--- Start ---

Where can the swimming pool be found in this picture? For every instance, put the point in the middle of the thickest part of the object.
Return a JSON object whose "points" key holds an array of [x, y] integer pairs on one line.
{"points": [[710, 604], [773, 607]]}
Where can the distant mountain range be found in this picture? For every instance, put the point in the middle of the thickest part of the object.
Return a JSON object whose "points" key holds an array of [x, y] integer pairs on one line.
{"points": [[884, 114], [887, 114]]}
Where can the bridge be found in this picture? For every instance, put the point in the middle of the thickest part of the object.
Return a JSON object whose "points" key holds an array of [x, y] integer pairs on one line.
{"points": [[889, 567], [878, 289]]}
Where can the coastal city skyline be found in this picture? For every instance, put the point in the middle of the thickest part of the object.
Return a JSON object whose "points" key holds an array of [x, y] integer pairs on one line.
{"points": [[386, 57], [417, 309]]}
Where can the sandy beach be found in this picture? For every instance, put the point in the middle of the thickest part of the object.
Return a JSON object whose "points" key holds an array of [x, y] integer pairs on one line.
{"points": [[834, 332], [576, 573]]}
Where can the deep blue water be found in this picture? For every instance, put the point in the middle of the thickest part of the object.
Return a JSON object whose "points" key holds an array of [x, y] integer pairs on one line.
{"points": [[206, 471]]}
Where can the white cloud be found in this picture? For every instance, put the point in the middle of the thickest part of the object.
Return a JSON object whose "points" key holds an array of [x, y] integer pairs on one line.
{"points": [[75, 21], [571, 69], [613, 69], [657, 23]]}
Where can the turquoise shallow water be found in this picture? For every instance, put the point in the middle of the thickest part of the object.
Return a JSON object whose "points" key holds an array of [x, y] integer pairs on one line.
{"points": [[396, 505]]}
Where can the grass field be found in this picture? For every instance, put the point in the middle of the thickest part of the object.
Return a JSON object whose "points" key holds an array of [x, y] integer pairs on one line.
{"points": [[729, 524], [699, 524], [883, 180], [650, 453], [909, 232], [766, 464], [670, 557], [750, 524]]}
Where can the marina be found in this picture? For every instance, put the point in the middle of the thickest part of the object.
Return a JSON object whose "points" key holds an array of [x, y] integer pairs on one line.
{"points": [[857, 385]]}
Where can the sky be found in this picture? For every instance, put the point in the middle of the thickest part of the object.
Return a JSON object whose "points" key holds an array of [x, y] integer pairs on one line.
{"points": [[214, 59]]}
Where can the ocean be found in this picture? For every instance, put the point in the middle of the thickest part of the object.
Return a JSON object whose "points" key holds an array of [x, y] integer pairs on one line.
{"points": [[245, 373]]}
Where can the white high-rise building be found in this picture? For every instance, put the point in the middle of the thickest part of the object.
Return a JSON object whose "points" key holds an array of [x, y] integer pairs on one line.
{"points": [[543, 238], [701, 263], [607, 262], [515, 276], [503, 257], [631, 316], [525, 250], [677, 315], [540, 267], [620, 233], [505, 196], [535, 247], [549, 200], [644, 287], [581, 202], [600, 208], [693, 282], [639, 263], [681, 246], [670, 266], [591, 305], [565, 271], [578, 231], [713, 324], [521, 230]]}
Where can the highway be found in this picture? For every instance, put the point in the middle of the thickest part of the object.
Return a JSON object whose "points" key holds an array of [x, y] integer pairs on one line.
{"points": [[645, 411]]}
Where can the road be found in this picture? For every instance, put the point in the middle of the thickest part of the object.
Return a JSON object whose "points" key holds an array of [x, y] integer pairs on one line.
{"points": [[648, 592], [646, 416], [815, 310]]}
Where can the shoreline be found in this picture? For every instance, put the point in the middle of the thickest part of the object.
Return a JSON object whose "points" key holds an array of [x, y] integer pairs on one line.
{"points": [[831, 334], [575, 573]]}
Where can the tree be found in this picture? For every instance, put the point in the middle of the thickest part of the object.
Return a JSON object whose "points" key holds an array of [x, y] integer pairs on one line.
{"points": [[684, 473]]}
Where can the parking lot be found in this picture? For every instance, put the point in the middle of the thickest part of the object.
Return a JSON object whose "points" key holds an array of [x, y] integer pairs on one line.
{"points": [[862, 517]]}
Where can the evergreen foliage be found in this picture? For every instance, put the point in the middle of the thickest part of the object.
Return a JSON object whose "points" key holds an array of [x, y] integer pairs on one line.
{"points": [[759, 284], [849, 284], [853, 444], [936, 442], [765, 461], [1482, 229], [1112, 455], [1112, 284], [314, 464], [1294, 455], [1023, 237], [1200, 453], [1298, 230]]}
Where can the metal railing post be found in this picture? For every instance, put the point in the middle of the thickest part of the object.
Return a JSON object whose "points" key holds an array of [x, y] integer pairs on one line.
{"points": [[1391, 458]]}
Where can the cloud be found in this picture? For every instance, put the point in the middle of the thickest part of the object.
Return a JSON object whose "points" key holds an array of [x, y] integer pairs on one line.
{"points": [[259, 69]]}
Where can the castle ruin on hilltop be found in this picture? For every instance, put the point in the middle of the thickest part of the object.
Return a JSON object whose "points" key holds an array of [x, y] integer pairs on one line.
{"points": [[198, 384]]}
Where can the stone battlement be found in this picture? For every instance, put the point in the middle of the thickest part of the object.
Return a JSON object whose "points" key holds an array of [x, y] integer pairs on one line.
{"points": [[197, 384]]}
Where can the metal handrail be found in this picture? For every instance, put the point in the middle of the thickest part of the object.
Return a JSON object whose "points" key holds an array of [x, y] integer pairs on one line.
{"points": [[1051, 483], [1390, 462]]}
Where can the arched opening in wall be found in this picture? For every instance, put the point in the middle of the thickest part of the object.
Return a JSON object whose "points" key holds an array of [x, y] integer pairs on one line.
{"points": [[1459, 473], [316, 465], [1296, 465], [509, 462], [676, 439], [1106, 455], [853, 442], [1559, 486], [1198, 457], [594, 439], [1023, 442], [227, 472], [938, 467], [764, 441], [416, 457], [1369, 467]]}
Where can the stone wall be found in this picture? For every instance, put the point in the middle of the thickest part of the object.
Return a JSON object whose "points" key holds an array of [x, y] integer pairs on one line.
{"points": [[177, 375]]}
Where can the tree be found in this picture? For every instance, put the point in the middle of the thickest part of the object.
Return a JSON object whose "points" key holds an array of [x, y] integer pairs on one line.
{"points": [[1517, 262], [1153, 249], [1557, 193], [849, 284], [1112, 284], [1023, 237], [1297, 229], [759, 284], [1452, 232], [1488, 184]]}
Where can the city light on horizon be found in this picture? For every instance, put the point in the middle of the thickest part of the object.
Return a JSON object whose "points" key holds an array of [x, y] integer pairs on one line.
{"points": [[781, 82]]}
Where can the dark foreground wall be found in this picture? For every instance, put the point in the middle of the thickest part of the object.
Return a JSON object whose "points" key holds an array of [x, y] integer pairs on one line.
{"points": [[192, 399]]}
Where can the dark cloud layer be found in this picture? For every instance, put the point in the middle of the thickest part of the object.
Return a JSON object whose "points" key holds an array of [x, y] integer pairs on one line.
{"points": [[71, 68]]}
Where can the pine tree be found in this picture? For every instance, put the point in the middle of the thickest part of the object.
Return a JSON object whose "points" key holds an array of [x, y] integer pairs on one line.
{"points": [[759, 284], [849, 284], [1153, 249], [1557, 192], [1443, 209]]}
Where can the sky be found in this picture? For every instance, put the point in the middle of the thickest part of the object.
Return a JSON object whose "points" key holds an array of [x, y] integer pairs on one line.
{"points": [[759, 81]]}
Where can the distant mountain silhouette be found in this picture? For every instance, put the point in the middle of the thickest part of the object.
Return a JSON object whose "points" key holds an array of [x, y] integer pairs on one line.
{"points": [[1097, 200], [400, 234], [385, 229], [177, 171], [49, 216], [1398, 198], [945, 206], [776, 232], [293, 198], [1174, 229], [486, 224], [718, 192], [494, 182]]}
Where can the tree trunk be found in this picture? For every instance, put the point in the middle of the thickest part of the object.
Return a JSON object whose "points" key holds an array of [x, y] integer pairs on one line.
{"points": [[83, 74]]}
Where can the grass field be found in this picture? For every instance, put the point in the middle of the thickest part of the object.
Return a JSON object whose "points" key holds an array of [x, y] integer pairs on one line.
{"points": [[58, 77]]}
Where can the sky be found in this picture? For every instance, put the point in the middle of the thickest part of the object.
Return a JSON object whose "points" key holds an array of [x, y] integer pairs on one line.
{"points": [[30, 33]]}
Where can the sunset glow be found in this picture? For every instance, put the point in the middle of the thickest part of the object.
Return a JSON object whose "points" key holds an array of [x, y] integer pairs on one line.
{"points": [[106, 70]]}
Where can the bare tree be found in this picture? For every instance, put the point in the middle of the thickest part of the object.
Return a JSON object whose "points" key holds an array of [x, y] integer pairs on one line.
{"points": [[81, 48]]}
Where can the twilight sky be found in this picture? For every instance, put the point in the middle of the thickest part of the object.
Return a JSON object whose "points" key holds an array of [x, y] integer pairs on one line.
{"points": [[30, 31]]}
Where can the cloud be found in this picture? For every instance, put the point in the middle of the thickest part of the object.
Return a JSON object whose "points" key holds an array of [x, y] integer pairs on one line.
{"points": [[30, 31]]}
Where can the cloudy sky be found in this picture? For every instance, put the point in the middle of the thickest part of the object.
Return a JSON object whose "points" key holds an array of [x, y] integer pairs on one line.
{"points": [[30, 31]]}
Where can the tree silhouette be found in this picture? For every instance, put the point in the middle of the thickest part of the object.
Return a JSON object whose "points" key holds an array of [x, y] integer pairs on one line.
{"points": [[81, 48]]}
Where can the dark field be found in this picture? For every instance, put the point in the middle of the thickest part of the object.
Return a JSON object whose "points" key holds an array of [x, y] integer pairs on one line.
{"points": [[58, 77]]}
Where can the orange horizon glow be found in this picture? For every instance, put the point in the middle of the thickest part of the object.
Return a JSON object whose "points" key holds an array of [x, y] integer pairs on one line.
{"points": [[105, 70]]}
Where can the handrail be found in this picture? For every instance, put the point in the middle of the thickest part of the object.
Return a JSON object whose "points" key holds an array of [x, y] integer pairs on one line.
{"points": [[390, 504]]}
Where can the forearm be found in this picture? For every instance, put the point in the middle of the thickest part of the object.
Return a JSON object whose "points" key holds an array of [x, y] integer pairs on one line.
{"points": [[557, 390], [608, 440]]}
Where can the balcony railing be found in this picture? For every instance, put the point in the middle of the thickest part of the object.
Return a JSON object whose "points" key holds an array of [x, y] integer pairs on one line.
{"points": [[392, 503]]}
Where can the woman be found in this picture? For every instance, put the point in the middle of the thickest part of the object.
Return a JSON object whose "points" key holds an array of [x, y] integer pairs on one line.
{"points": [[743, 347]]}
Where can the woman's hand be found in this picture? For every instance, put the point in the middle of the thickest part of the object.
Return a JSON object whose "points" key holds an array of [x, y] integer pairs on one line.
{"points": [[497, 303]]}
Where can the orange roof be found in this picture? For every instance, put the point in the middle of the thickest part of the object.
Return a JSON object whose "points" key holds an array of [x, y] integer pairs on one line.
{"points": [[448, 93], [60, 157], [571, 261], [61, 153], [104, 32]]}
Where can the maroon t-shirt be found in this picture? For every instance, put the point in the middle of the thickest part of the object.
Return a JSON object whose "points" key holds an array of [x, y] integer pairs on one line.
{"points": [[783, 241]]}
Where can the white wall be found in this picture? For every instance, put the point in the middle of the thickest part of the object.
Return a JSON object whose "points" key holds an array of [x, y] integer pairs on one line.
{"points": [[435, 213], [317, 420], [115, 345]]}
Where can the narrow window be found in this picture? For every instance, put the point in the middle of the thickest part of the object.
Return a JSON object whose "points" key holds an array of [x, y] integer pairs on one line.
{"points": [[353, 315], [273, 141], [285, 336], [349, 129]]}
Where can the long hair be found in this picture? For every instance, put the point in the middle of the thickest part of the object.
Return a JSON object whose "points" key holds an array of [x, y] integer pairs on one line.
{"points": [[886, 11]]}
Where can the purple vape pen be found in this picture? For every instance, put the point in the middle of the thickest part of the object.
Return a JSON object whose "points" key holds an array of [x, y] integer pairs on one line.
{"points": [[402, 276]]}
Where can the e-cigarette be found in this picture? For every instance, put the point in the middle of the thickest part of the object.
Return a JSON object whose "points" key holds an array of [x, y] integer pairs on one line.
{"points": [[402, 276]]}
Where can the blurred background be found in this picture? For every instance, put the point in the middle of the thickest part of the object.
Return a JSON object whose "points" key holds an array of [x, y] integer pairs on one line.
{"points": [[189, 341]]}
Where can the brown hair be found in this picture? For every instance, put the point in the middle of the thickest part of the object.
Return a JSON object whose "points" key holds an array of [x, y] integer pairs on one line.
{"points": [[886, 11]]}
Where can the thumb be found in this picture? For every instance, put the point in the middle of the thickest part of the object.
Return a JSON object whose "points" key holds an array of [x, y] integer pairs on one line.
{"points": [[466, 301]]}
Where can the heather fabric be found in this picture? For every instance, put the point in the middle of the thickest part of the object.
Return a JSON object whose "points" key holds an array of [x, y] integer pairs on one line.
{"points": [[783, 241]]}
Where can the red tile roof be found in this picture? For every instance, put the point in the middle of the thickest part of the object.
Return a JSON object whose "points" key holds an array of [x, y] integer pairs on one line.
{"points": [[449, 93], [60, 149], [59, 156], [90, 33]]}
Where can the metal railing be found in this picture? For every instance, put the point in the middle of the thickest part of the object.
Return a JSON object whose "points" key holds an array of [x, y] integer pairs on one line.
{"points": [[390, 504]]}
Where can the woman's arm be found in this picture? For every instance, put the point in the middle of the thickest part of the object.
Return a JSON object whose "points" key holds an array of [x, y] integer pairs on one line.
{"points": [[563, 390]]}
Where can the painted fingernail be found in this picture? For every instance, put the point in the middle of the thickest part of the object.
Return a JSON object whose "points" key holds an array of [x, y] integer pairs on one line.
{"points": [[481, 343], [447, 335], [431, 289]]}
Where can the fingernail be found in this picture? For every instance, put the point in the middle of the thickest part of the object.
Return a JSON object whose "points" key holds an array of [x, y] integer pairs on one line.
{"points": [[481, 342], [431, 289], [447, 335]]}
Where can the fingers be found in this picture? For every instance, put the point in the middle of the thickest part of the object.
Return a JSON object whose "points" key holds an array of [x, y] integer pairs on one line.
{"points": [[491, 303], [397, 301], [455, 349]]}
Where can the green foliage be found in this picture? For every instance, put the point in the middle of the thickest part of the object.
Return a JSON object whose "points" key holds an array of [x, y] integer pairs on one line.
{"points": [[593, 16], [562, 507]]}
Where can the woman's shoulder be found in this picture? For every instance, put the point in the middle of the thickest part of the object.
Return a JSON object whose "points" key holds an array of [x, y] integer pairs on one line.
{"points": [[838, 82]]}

--- End ---

## Task prompt
Rewrite the lines above as a Markdown table with the columns "Row" and "Line text," starting at the line with "Where can the green" and continuing through the last line. Number each row, and leave out any blank lines.

## Task solution
| Row | Line text |
|---|---|
| 1 | Where can the green foliage be found in this picture? For every instance, put the point in the middle of the thickest part of the object. |
| 2 | Return a JSON object whose "points" key holds an array of [x, y] integer pairs on one line. |
| 3 | {"points": [[593, 16], [562, 507]]} |
| 4 | Where can the woman's shoulder be found in this picture? For every instance, put the point in the middle of the thickest part of the object. |
| 5 | Return a JSON object whose "points" key holds an array of [x, y] integer pairs on one line. |
| 6 | {"points": [[838, 82]]} |